== Segment start ==

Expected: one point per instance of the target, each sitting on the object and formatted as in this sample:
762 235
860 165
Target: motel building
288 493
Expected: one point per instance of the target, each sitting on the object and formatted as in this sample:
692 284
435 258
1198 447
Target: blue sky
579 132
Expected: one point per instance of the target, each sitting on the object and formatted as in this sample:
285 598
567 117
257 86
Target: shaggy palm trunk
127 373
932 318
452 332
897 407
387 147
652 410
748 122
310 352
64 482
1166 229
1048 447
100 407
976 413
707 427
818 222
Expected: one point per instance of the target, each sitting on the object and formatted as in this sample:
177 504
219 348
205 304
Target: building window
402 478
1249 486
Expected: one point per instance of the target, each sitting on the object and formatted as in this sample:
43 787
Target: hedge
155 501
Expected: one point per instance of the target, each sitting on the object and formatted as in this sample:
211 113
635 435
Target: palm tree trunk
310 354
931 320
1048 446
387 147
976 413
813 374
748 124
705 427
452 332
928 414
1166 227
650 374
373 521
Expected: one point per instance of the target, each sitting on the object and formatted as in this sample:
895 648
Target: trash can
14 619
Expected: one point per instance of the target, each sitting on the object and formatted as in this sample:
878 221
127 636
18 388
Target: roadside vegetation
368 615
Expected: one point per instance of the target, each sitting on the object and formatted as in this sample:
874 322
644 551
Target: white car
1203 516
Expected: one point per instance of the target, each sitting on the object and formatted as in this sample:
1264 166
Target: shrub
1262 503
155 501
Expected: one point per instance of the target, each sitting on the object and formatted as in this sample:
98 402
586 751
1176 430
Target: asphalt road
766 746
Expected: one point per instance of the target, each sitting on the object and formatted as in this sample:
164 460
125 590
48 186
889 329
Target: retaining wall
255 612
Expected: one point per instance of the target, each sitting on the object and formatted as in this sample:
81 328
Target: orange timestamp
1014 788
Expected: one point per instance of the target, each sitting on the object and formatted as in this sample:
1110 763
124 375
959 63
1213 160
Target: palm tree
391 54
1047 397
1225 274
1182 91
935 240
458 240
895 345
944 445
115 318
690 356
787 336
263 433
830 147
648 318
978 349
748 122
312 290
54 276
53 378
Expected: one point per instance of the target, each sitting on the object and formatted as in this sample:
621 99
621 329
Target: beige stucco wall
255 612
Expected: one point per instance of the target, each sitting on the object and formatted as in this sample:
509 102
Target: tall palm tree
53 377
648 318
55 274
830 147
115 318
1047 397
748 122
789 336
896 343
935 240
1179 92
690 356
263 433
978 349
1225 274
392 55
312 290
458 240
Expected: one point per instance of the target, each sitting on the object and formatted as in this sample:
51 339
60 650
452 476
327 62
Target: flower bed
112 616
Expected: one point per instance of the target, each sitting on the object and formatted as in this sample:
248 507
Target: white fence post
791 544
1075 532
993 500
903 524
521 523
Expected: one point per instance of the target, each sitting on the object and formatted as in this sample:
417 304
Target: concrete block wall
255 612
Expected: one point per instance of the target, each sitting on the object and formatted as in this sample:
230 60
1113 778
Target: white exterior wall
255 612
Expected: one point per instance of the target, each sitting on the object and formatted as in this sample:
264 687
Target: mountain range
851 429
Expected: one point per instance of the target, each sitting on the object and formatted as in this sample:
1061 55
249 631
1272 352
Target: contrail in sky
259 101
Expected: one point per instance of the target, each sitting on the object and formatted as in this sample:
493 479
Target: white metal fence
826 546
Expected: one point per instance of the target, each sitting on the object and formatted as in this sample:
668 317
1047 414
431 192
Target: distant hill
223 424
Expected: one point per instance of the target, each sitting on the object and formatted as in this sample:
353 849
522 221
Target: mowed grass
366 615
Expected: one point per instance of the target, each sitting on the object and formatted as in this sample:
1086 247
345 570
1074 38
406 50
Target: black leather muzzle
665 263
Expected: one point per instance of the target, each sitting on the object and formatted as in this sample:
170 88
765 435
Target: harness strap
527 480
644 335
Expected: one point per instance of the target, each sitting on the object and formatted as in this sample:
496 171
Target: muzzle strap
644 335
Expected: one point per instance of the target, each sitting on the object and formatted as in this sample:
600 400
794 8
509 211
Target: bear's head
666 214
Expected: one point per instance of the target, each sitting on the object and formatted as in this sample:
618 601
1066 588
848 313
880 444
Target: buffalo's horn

== Segment end ==

What is being asked >>
Retype the records in full. Keep every line identical to the original.

Exercise response >>
Expected: one point per instance of the target, each sitting on the object and formatted as in this sample:
762 235
860 165
Target: motel building
288 493
Expected: one point per instance of the target, each sitting on the object and formatted as in this sample:
692 284
435 258
1198 447
Target: blue sky
579 132
Expected: one point per instance of the target, each sitting on the object and formatted as in this sample:
285 598
567 117
257 86
Target: shaggy palm trunk
127 373
932 318
452 332
897 407
387 147
652 410
748 122
310 352
64 482
1166 229
1048 447
100 407
976 413
707 427
818 222
Expected: one point per instance of the target, each sitting on the object and formatted as in this sample:
177 504
219 348
205 304
Target: building window
402 478
1249 486
Expected: one point per instance of the target, each sitting on the object and formatted as in this sample:
43 787
Target: hedge
155 501
Expected: one point per instance of the target, each sitting on the object and formatted as in this sample:
211 113
635 435
Target: palm tree trunk
310 354
931 320
1048 446
387 147
976 413
813 374
748 124
705 427
452 332
928 414
1166 227
650 374
373 521
Expected: one point per instance of the target, each sitting on the object and formatted as in this sample:
895 648
Target: trash can
14 619
Expected: one point per instance of the target, each sitting on the object and formatted as in this sample:
878 221
127 636
18 388
Target: roadside vegetation
368 615
Expected: one point per instance of the target, each sitting on the object and formatted as in this sample:
874 322
644 551
Target: white car
1203 516
Expected: one point per instance of the target, each sitting on the object and formatted as in this sample:
1264 166
Target: shrub
1262 503
155 501
Expected: one point per instance of the target, each sitting on the object and formatted as in this sample:
98 402
586 751
1176 430
Target: asphalt road
766 746
Expected: one point per instance of the target, each sitting on the object and formatted as in this sample:
164 460
125 590
48 186
889 329
Target: retaining wall
255 612
Expected: one point per instance of the target, each sitting on the object and formatted as in this sample:
81 328
Target: orange timestamp
1014 788
Expected: one point per instance of the target, each sitting on the object and formatted as in this sample:
1110 763
124 375
959 63
1213 160
Target: palm tree
391 54
1047 397
1225 274
1182 91
935 240
458 240
895 345
944 445
115 318
690 356
787 336
263 433
830 147
648 318
978 349
748 122
312 290
54 276
53 378
Expected: one point per instance of the target, each sitting on the object and formatted as in this sample:
621 99
621 329
Target: beige stucco wall
255 612
Expected: one point per instance of the target, each sitting on the object and formatted as in this sample:
509 102
Target: tall palm tree
53 377
648 318
55 274
830 147
115 318
1047 397
748 122
789 336
896 343
935 240
1179 92
690 356
263 433
978 349
1225 274
392 55
312 290
458 240
Expected: one point per instance of the target, each sitting on the object and formatted as in this sample:
51 339
60 650
452 476
327 62
Target: flower bed
112 616
Expected: one point per instance of the target, each sitting on the object and formatted as in this sample:
248 507
Target: white fence post
791 544
1075 532
993 500
903 524
521 523
Expected: one point per instance of the target, each sitting on the object and formatted as in this sample:
417 304
Target: concrete block wall
255 612
Expected: one point per instance of the target, each sitting on the object and formatted as in this sample:
230 60
1113 778
Target: white exterior wall
255 612
Expected: one point per instance of the target, each sitting on the object and formatted as in this sample:
264 687
Target: mountain range
851 429
Expected: one point per instance of the target, each sitting on the object and formatted as in this sample:
1061 55
249 631
1272 352
Target: contrail in sky
259 101
Expected: one point per instance of the target, each sitting on the object and formatted as in this sample:
493 479
Target: white metal fence
826 546
Expected: one point per instance of the target, each sitting on the object and formatted as in this sample:
668 317
1047 414
431 192
Target: distant hill
223 424
Expected: one point per instance of the target, each sitting on the object and formatted as in this sample:
353 849
522 221
Target: mowed grass
366 615
Expected: one point per instance of the target, each sitting on the object and formatted as in this sample:
1086 247
345 570
1074 38
406 50
Target: black leather muzzle
665 263
Expected: one point per instance of the target, each sitting on the object and formatted as in this sample:
170 88
765 435
Target: harness strap
527 480
644 335
Expected: one point per instance of the target, each sitting on the object and formatted as in this sample:
496 171
Target: muzzle strap
644 335
Expected: one point per instance of the target, each sitting on the object and formatted as in this sample:
600 400
794 8
509 211
Target: bear's head
666 214
Expected: one point per instance of the target, each sitting on the object and formatted as in this sample:
618 601
1066 588
848 313
880 444
Target: buffalo's horn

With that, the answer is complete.